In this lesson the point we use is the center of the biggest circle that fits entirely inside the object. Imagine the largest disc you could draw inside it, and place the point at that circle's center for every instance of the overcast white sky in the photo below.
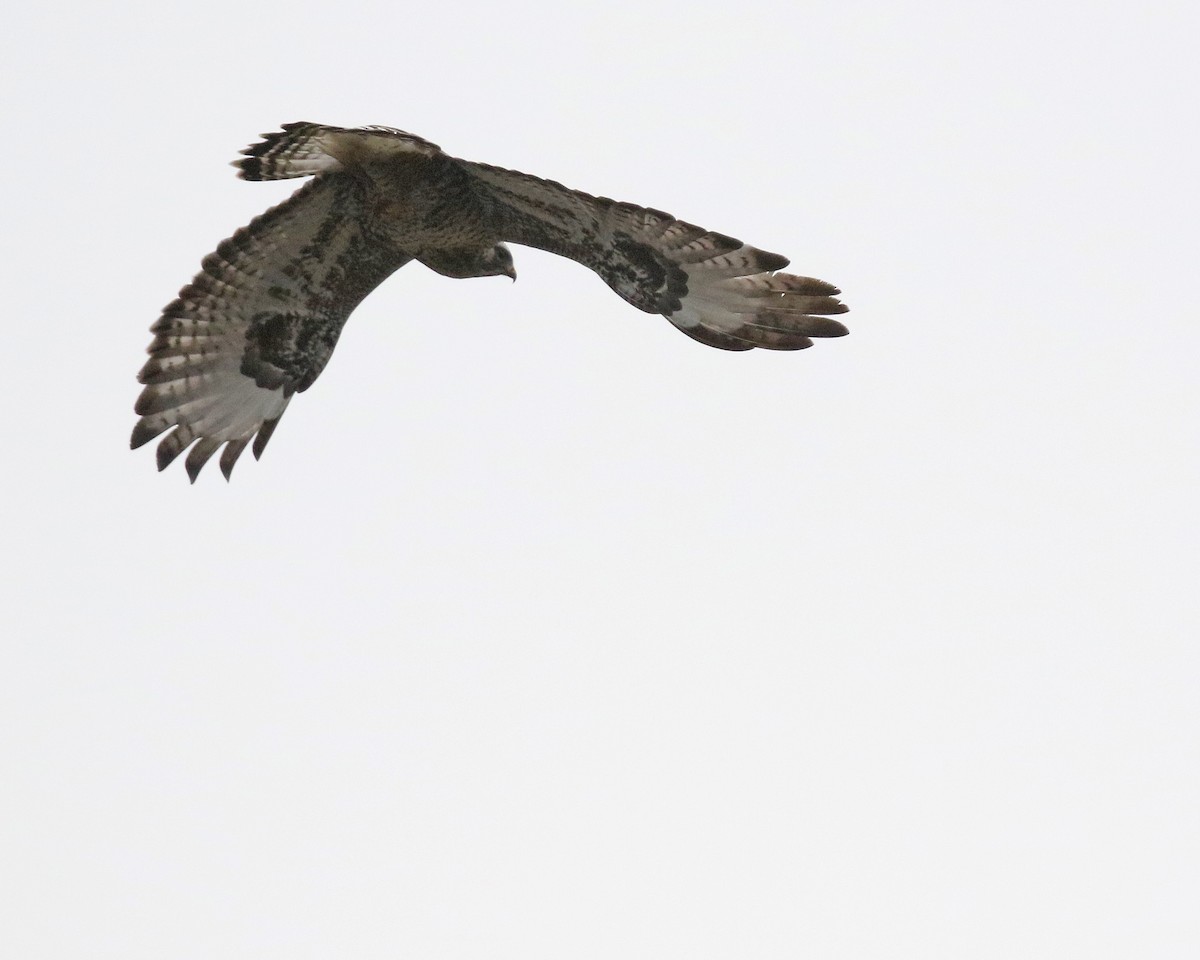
(543, 631)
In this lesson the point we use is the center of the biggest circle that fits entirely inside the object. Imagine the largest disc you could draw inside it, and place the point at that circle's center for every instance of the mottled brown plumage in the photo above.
(261, 321)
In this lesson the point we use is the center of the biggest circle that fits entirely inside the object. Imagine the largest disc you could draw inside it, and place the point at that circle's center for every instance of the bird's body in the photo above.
(261, 321)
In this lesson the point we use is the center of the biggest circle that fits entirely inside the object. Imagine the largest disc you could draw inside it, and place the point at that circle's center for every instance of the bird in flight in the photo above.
(261, 319)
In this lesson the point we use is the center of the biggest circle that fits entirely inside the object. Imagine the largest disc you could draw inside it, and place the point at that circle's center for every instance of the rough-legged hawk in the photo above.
(262, 318)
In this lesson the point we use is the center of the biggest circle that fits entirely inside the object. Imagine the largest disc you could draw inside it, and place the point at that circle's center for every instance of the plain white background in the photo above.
(540, 630)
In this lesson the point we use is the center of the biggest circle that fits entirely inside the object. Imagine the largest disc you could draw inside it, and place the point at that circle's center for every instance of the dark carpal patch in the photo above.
(288, 349)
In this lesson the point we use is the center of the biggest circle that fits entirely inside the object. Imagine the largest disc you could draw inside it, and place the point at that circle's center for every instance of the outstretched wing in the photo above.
(258, 323)
(717, 289)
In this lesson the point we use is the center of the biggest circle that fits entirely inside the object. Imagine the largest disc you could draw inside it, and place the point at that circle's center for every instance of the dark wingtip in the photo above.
(771, 261)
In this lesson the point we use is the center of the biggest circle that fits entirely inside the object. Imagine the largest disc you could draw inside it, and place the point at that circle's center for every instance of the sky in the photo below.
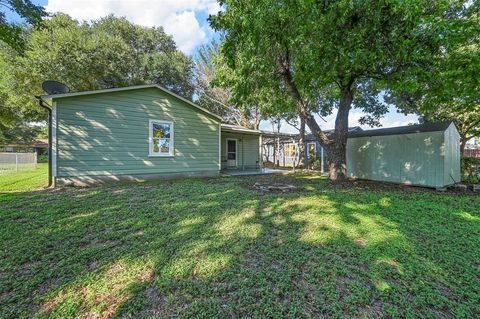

----

■ About this task:
Now write out the data word for word, skipping every picture in it.

■ Response area:
In this lesson the point we use is the center of the biggest circle that fits entirely inside the object. Imagine the largest disc you could draw inside it, and place the point at that circle's center for every instance of the overcast white sky in the photo below.
(543, 631)
In this lesson the point we use is the center of the biggest circle that fits entirely inside the object. Imagine the largest disc you could draw inside it, and place the point at that circle's center for every instance of the mottled brown plumage in the photo above.
(261, 321)
In this lesson the point we use is the center of the biggest circle that fits entirely inside the object. Imagine the largest disc you could draw inside it, and place the point at that circle's center for every instance of the bird's body in the photo above.
(261, 321)
In this lesson the point we use is the center of the biggest circle that fits entirely inside the object. Imagine the largest disc you could draw inside it, and place the point at that circle's center for every instance of the bird in flight in the photo above.
(261, 319)
In this lesson the point we use is the center of the biggest circle that fits entirely inside the object. Imagine the largest disc you could draw inside it, and place the point at that circle's center for every instance of the rough-legged hawk in the photo above.
(262, 318)
In this lesson the point we use is the center of the biggest circle that fits entirely inside the object. Imagine the largest disc you could draw inside it, and place the point at that circle's center for every instance of the plain white background in the photo above.
(540, 630)
In this lesson the point we use is the center of the biggest circle that fits entirely inside the object. Imagine the largest disc you could draw inside it, and place the point at that circle's center for every instance of the dark carpal patch in the photo above.
(288, 349)
In this lesson the point we use is the center of the biggest circle that fits entirely inside the object. Imagine the largest disc you could draw inside it, and place the point at that circle's center for every instance of the outstretched wing in the photo above.
(258, 323)
(717, 289)
In this lesson the point we use is the center of the biggest circle that fits entirely inside the object. Imagine the largest disc you could draw inside it, and place the point at that circle's center for every instance of the dark wingtip in the photo above.
(771, 261)
In this lesson the point we use is the center of the biggest circle that fits entirely inside the object. Imagine the largest disc you could draw inside it, and place the point at that circle's center for every instance of the sky in the photo below.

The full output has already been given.